_Raw data_
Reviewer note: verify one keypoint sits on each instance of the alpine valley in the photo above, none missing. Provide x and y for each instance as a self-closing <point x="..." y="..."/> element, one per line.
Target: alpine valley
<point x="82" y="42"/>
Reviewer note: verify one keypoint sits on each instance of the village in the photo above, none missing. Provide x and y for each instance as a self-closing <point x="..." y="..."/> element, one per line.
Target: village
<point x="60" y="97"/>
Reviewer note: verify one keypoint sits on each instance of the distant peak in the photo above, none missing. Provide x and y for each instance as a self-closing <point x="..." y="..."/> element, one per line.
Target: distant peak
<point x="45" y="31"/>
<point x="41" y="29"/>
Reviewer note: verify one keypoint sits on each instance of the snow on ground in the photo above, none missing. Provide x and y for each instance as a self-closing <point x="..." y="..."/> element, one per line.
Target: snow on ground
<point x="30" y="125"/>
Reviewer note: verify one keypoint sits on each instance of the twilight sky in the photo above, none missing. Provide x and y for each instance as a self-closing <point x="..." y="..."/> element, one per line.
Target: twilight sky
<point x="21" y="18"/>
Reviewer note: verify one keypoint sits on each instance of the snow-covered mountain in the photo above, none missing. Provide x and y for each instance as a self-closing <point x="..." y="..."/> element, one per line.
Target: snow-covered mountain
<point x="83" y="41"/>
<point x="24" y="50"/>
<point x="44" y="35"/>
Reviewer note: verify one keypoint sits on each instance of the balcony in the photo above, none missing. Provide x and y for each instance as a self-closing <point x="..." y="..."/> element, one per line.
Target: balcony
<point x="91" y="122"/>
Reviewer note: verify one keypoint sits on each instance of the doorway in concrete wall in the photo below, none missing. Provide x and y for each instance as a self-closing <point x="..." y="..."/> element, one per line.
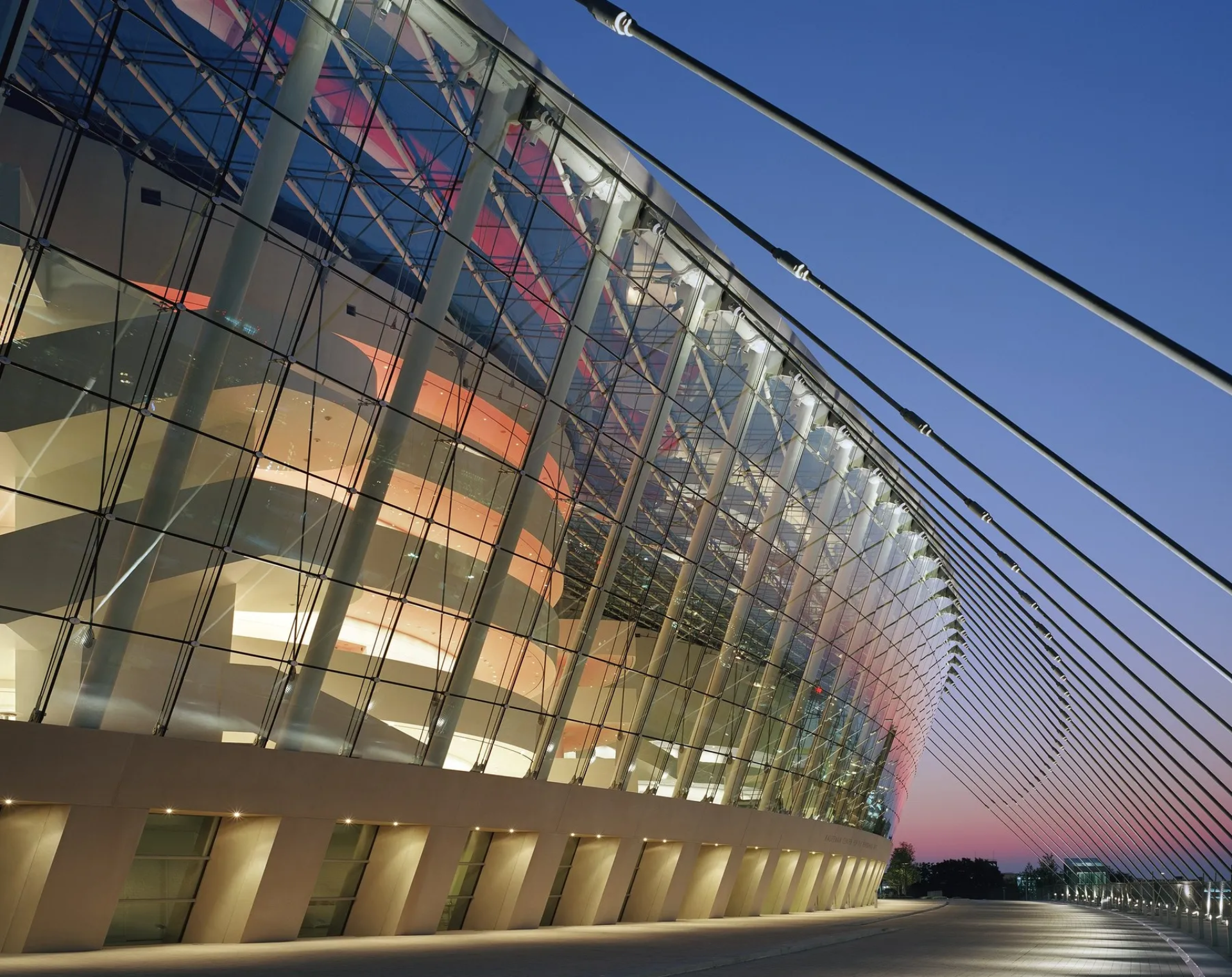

_Goal of the exercise_
Which lines in the entries above contain the word "Provide"? Show each of them in full.

_Answer below_
Reviewer note: verify one keypoint sits on each instance of the alpine valley in the photo above, none missing. Provide x and y for each instance as a self-closing <point x="..." y="..."/> element, one per line.
Reviewer note: verify one keypoint sits on each instance of the village in the photo above, none missing. Provide x and y for each instance as a self-closing <point x="..." y="..."/> element, one per line.
Reviewer note: verify one keypoint sits on each instance of the distant peak in the photo above, none missing. Provide x and y for each instance as a self-closing <point x="..." y="..."/> element, one per line.
Reviewer note: verify one keypoint sits on each instance of the snow on ground in the photo above, none missing. Provide x and y for each instance as a self-closing <point x="..." y="..."/> element, one per line.
Reviewer note: verify one keypoint sits on each instance of the twilight sky in the photo above, none missing. Provide x and y for each instance as a self-closing <point x="..." y="..."/> element, one per line.
Reviewer note: verify one keypoint sits on each instance of the snow-covered mountain in the photo above, none missing. Provide x and y for each instance as a self-closing <point x="..." y="..."/> element, one per line.
Reviewer note: verify one keypoint sits on each instance of the balcony in the photo above, none missing. Provide x and y for each instance as a self-closing <point x="..." y="..."/> element, one per line.
Reviewer note: verify one keypoint sits on each instance of the doorway in concrete wall in the photo below, none missing. Provide x and y for each instance as a self-closing <point x="..." y="..."/> element, one per line.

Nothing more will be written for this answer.